**TASK BRIEF**
Swap every "marker" in the data below for "dot", and reproduce the rest of the data unchanged.

**RECORD SET**
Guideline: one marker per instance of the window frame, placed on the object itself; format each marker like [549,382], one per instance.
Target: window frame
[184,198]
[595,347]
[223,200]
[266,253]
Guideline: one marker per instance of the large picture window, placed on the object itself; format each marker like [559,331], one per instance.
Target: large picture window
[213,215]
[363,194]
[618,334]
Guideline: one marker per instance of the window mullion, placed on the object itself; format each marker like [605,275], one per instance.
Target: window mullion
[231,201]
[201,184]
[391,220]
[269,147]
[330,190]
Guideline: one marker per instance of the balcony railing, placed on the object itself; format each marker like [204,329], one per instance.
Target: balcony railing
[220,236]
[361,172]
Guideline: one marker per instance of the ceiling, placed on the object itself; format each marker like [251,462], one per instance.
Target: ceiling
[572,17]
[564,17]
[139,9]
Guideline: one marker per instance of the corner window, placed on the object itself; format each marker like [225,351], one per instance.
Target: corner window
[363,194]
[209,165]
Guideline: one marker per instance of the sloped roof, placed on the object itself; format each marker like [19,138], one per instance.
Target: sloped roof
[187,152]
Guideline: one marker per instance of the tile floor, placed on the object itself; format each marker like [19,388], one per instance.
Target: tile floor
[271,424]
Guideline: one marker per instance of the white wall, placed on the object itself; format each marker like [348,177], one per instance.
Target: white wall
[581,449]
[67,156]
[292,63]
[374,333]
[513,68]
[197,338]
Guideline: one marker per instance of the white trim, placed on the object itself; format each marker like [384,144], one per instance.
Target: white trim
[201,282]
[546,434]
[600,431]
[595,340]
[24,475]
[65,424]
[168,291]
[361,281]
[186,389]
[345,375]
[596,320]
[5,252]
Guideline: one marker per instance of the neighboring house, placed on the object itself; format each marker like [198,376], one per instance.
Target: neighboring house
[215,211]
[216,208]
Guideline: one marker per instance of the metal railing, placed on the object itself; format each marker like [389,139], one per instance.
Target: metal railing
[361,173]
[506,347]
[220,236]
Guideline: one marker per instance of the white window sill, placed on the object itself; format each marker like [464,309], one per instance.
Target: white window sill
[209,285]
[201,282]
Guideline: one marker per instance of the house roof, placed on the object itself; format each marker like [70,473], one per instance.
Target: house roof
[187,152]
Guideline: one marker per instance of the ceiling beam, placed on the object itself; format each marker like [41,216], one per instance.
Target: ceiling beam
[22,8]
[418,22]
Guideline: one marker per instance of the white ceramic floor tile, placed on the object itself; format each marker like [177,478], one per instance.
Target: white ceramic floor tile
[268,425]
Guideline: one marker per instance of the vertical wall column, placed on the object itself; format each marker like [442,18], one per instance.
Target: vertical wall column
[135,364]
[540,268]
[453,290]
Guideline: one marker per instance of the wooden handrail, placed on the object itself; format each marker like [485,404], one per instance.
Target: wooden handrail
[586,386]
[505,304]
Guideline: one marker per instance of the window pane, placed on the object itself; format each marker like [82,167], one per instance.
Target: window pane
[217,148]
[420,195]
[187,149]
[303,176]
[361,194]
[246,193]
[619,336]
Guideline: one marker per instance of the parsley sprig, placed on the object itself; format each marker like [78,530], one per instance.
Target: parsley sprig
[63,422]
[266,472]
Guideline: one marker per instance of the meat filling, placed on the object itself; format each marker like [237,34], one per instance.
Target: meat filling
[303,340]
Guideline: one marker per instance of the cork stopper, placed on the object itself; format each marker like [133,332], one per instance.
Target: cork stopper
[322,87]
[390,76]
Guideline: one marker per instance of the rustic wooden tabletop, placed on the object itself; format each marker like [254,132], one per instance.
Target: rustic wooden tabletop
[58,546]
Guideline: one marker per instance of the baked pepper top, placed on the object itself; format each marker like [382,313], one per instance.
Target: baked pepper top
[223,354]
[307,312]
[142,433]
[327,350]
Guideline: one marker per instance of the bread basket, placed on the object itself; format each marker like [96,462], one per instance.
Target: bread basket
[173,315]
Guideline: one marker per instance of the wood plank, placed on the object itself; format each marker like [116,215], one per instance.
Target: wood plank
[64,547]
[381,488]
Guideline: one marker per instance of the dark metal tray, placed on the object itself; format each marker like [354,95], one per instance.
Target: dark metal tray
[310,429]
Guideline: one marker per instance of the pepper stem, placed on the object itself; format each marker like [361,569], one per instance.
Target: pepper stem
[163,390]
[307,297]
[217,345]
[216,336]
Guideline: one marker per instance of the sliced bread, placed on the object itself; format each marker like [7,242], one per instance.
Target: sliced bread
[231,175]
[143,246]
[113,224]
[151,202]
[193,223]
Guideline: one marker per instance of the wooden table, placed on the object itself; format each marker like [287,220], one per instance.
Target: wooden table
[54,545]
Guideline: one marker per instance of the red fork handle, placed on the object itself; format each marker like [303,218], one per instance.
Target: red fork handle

**RIGHT ANSWER**
Guideline: one dot per instance of the window frame, placed on the object itself; format each dot like [549,382], one per instance.
Target: window frame
[184,198]
[595,347]
[223,200]
[266,253]
Guideline: one dot per instance of the large picture window, placed on the object itself; format each dot like [559,331], one per instance.
Target: large picture window
[213,215]
[363,194]
[618,334]
Guideline: one dot per instance of the window mullion, placed on the object itself; format each dot like [605,275], one per instance.
Target: window mullion
[231,201]
[201,184]
[391,220]
[269,147]
[330,190]
Guideline: one dot per instance of the balcony railing, placed on the object itself; format each dot like [204,329], one per instance.
Target: balcony railing
[220,236]
[361,172]
Guideline: one dot per instance of the ceiling, placed on the object itself; format each dot like [251,462], one per instance.
Target: ceiling
[572,17]
[564,17]
[139,9]
Guideline: one dot per instance of the corner window, placed on the object itself; format each dot like [225,351], one per instance.
Target: corner window
[363,194]
[209,165]
Guideline: one dot per instance of the sloped roof, placed on the object itself; format each dot like [19,138], one per instance.
Target: sloped roof
[187,152]
Guideline: one dot per instance of the tile floor, placed on the object itself; format each dot like [19,388], one per instance.
Target: tile floor
[271,424]
Guideline: one dot per instance of the white wall, placed on the object itself; format each dot like [348,177], one per instance.
Target: white wall
[581,449]
[67,156]
[292,63]
[374,333]
[513,68]
[197,338]
Guideline: one dot per instance of the white trim, placed on the object itself; format each dot like [384,144], one per instance.
Target: white trim
[201,282]
[546,434]
[600,431]
[595,340]
[24,475]
[65,424]
[168,291]
[361,281]
[186,389]
[345,375]
[596,320]
[5,252]
Guideline: one dot per instance of the neighboring house, placed on the object itself; format each dot like [198,376], one per instance.
Target: neighboring house
[215,211]
[216,208]
Guideline: one dot per instance of the metal railing, placed on the object itself; format each dot like [389,139], one per instance.
Target: metal railing
[361,173]
[506,347]
[220,236]
Guideline: one dot per instance of the white window sill, placed on the object itself; format each dot like [464,309], one per instance.
Target: white window sill
[209,285]
[201,282]
Guideline: one dot per instance of the house roof, placed on the object itself; format each dot like [70,473], one per instance.
Target: house roof
[187,152]
Guideline: one dot per instance of the ceiling beam, placed on the object itself; format each dot like [41,216], one per instance.
Target: ceiling beam
[22,8]
[418,22]
Guideline: one dot per instance of the white ceramic floor tile, placed on the object itself; format each dot like [177,478], one per instance.
Target: white ceramic floor tile
[268,425]
Guideline: one dot per instance of the vertical wall column, placed on the object itself; format each dot like [442,18], one per instance.
Target: vertical wall column
[135,364]
[540,268]
[453,290]
Guideline: one dot per instance of the wooden handrail, placed on the object itself; format each dot like [485,404], one per instance.
Target: wooden handrail
[586,386]
[505,304]
Guideline: one dot per instance of the window pane, placed on the object itself; format each dot like [82,167], one per instance.
Target: window pane
[217,148]
[420,195]
[187,149]
[303,176]
[361,194]
[246,193]
[619,336]
Guideline: one dot per instance of the parsley sprig, placed on the object itself; format each dot like [78,530], one per instance.
Target: parsley sprig
[63,422]
[266,472]
Guideline: one dot per instance of the meat filling, placed on the object itself; format each dot like [237,34], one per instance.
Target: meat filling
[303,340]
Guideline: one dot per instance of the cork stopper, placed on the object itself; format each dot like [133,332], one per instance.
Target: cork stopper
[322,87]
[390,76]
Guideline: one dot per instance of the rustic wooden tabletop, placed on the object itself; format each dot like [254,132], one per instance.
Target: rustic wooden tabletop
[58,546]
Guideline: one dot per instance of the baked pepper top, placed on the object itself; format each dot like [382,313], one per instance.
Target: baked pepper top
[223,354]
[307,312]
[142,433]
[327,350]
Guideline: one dot per instance of the bread basket, placed on the object itself; format each dot like [96,462], one per instance.
Target: bread basket
[173,315]
Guideline: one dot per instance of the wood plank, placed on the object itself; format each dot like [116,215], one per instance.
Target: wood plank
[64,547]
[381,488]
Guideline: one dot per instance of the dark metal tray, placed on the object itself; format each dot like [354,95], one per instance.
Target: dark metal tray
[310,429]
Guideline: one dot per instance of the pepper stem, placed on the object itself; format each dot like [361,569], one per instance.
Target: pepper stem
[163,390]
[307,297]
[217,345]
[216,336]
Guideline: one dot per instance of the sliced bread, placed on the object itself; format each dot like [7,242], one per instance.
Target: sliced bread
[231,175]
[143,246]
[113,224]
[151,202]
[193,223]
Guideline: one dot per instance of the wooden table, placed on the object itself; format each dot like [287,220], one per instance.
Target: wooden table
[54,545]
Guideline: one dot per instance of the red fork handle, placed on the object itself; format each dot like [303,218], one per instance.
Target: red fork handle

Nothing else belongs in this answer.